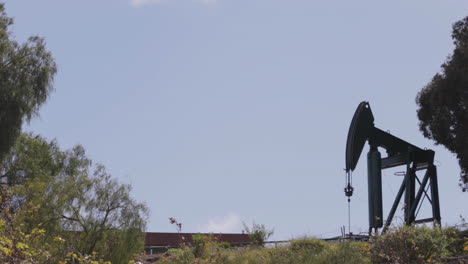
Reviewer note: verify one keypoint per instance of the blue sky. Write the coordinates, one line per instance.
(223, 111)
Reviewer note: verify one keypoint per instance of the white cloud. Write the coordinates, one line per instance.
(206, 1)
(230, 223)
(139, 3)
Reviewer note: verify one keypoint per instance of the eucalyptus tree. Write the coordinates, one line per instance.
(443, 102)
(27, 71)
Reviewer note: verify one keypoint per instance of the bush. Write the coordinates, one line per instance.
(413, 245)
(258, 233)
(308, 244)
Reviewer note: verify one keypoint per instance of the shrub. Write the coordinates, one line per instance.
(413, 245)
(308, 244)
(258, 233)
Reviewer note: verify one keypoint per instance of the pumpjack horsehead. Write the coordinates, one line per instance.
(399, 153)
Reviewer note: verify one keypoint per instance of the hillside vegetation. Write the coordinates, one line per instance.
(409, 245)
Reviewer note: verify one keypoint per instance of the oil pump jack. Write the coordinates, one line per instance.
(399, 153)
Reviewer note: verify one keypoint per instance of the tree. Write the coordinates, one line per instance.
(443, 102)
(74, 200)
(26, 77)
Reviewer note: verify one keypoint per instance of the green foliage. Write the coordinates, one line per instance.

* **Aufgabe**
Formatiere bitte die Zeilen von der Zeile mit „Reviewer note: verify one keypoint per instance of the pumpjack“ bis zum Ende der Datensätze, beide Enden eingeschlossen, als Markdown-Tabelle mit einer fortlaufenden Zeilennummer in der Spalte „Nummer“ und der jeweiligen Zeile in der Spalte „Datensatzzeile“. Leere Zeilen lässt du weg.

* **Ausgabe**
| Nummer | Datensatzzeile |
|---|---|
| 1 | Reviewer note: verify one keypoint per instance of the pumpjack horsehead. Write the coordinates, one line per instance. |
| 2 | (399, 153) |
| 3 | Reviewer note: verify one keypoint per instance of the hillside vegetation. Write the coordinates, one line per instance. |
| 4 | (409, 245) |
| 5 | Reviewer note: verify one keypoint per instance of the oil pump jack. Write the coordinates, one line per instance. |
| 6 | (399, 153) |
| 7 | Reviewer note: verify one keypoint per instance of the tree. Write the coordinates, one line per instance. |
| 8 | (443, 102) |
| 9 | (74, 200) |
| 10 | (26, 77) |
| 11 | Reviewer note: verify one keypoint per instance of the green foliage. Write the coordinates, one line per instance. |